Object detection data:
::::

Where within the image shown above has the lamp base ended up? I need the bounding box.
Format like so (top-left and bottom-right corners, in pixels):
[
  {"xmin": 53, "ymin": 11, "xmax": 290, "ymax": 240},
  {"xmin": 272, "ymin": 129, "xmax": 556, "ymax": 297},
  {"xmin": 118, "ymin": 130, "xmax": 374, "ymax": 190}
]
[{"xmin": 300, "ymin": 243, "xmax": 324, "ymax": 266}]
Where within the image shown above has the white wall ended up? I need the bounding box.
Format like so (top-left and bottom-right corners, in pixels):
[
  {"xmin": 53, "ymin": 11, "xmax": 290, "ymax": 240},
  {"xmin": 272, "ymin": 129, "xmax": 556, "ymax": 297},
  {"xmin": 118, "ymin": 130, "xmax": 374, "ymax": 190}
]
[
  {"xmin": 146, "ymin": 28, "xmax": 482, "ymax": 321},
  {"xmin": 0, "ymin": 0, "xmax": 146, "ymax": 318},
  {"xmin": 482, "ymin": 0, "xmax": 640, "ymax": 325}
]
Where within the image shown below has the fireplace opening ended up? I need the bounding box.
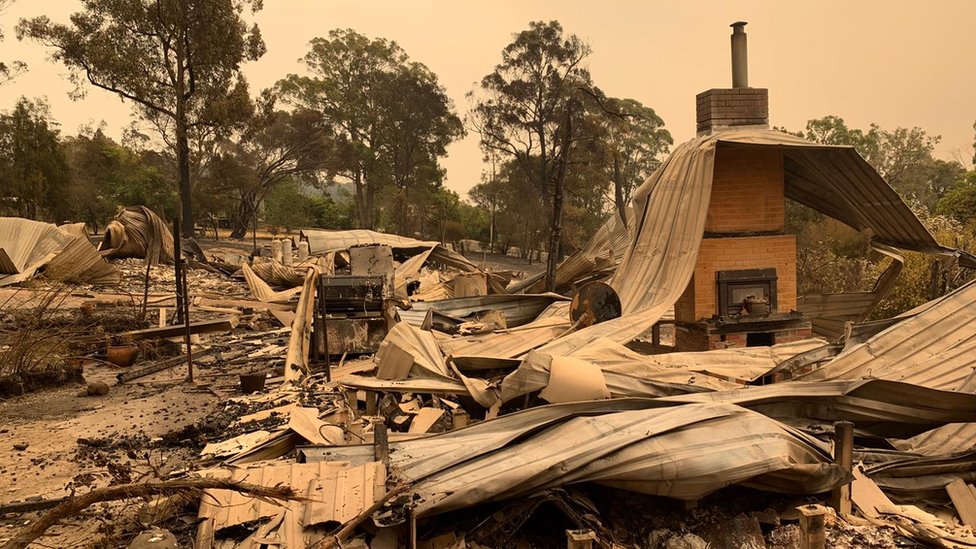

::::

*Direction*.
Please report each line of the records that contains the string "above", copying every such line in full. Case counts.

*Answer below*.
Where within the image shown above has the lamp base ended up? I need the bounding box.
Where within the image shown above has the white wall ended up? I need the bounding box.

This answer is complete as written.